(Dataset excerpts)

----

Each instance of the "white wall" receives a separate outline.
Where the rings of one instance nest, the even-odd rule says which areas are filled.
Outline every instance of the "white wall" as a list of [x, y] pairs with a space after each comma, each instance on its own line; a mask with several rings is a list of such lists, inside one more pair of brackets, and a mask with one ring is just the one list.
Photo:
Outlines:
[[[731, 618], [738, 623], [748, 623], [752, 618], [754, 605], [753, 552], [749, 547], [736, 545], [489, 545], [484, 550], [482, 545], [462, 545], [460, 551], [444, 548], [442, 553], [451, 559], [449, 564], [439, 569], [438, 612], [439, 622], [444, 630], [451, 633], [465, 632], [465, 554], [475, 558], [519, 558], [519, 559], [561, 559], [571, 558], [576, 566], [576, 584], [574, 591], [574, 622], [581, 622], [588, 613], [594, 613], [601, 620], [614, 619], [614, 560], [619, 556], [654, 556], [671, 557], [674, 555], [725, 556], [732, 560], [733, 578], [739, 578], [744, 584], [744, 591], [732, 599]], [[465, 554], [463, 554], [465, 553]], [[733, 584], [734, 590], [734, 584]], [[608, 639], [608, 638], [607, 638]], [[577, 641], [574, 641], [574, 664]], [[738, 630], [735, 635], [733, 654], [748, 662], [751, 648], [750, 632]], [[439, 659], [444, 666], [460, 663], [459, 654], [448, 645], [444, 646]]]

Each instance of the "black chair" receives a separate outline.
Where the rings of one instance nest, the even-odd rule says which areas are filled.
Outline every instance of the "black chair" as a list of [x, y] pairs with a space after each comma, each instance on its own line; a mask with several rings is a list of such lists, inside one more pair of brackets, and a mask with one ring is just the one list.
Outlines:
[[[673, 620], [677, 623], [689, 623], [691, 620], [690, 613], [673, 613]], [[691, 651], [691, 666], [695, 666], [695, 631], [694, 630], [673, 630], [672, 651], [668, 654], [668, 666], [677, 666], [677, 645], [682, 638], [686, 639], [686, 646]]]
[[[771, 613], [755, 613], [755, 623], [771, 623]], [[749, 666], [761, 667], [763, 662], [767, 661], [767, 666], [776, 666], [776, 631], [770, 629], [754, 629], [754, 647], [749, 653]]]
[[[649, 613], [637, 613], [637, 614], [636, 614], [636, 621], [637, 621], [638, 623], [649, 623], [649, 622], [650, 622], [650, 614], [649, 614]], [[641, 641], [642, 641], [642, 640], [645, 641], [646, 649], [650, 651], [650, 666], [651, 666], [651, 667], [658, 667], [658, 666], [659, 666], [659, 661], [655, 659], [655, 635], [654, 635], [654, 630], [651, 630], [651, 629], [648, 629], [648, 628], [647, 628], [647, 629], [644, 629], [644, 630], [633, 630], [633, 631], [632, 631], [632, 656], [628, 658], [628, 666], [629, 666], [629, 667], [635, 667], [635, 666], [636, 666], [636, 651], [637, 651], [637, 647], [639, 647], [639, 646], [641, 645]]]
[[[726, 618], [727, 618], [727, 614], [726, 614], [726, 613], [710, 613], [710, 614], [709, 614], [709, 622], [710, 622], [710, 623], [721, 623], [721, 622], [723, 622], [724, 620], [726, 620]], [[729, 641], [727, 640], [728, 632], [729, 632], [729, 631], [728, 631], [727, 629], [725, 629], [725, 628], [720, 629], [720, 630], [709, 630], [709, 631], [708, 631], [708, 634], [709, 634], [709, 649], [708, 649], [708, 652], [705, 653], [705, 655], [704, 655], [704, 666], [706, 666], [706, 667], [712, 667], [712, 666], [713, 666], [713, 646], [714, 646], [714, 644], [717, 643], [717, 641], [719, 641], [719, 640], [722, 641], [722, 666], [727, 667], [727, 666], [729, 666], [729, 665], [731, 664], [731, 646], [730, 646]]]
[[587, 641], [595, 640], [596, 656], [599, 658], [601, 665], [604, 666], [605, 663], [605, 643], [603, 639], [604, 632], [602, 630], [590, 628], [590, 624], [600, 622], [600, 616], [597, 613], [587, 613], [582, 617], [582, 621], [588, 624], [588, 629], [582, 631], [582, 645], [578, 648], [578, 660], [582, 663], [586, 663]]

----

- _Task goal_: Search the records for the word "wall". Copy every line that has it.

- _Result of the exercise_:
Each instance of the "white wall" receives a separate outline.
Outline every instance of the "white wall" as a list of [x, y] pairs with a space after each comma, each instance on its own line; a mask with several rings is a list of such lists, inside one more pair of brackets, and a mask with one ring is just the one list.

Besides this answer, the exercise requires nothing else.